(Point localization data)

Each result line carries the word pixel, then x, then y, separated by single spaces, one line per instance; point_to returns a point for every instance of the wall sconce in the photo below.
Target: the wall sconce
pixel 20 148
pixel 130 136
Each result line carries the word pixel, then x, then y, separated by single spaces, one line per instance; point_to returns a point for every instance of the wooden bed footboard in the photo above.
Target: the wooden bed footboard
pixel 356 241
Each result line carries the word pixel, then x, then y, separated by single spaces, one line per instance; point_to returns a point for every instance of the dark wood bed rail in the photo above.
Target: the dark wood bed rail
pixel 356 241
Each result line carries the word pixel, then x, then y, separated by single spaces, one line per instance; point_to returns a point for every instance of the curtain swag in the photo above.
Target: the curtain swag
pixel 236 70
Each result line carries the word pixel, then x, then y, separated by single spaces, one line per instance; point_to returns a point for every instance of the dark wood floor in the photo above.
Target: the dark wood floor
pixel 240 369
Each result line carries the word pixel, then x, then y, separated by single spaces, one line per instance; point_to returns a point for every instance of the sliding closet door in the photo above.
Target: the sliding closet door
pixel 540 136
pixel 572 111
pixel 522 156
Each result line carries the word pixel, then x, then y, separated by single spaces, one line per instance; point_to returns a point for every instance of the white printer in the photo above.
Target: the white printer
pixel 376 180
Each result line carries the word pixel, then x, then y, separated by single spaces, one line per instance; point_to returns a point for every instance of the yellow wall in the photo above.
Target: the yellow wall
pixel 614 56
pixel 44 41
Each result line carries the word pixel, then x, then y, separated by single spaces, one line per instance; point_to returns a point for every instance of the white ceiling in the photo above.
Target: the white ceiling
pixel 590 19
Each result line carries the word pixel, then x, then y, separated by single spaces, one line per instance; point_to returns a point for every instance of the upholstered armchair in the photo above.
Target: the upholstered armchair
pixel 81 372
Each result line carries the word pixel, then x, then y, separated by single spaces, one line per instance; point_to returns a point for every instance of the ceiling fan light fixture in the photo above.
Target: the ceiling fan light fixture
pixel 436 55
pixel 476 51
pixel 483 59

**Problem to work on:**
Would you please give all of the entries above once more, exactly as they are?

**Written response:**
Each result line carries the word pixel, then x, then y, separated by single spaces, one line per instance; point_to returns a point for every instance of the wall sconce in the photo below.
Target: the wall sconce
pixel 20 148
pixel 130 136
Each result line carries the word pixel, then x, then y, separated by single spaces, one line per instance; point_to returns a point for every instance of the wooden bed footboard in the photo above.
Target: the wooden bed footboard
pixel 356 241
Each result line carries the word pixel, then x, then y, separated by single spaces, one line per instance; point_to returns a point for every instance of the dark wood bed rail in the photo above.
Target: the dark wood bed rail
pixel 356 241
Each result line carries the word pixel, then x, then y, separated by single spaces, one line per instance; point_to returns a point for every instance of the curtain swag in the photo above.
Target: the curtain swag
pixel 236 70
Each result line carries the word pixel, then x, then y, separated by single spaces, one line per instance; point_to returns a point for every instance of the dark wood floor in the photo above.
Target: the dark wood floor
pixel 240 369
Each result line carries the word pixel, then x, then y, separated by single spaces, one line per instance; point_to returns a point for every instance of the sliding closet door in the photo above.
Target: the sliding closet door
pixel 540 136
pixel 572 111
pixel 522 156
Each result line carries the word pixel, then x, then y, separated by single spaces, one line per instance; point_to returns a point for every instance of the white printer in the photo above.
Target: the white printer
pixel 376 180
Each result line carries the word pixel, then x, then y, separated by single spaces, one line per instance; point_to returns a point for every instance of the yellow wall in the photo above.
Target: the yellow wall
pixel 614 56
pixel 44 41
Each result line carries the word pixel, then x, then y, separated by single spaces, one line per instance; point_to returns a point for every instance of the white ceiling in the photo above.
Target: the white ceiling
pixel 590 19
Each result line carries the word pixel, then x, then y, separated by single spaces, one line per instance; point_to returns a point for every instance of the upholstered armchair in the photo above.
Target: the upholstered armchair
pixel 81 372
Each result line carries the word pixel, then x, then y, separated by single spaces, one line per instance; point_to returns a point for every instance of the ceiling fan light fixture in the photo above.
Target: the ceiling fan light fixture
pixel 436 55
pixel 476 51
pixel 483 59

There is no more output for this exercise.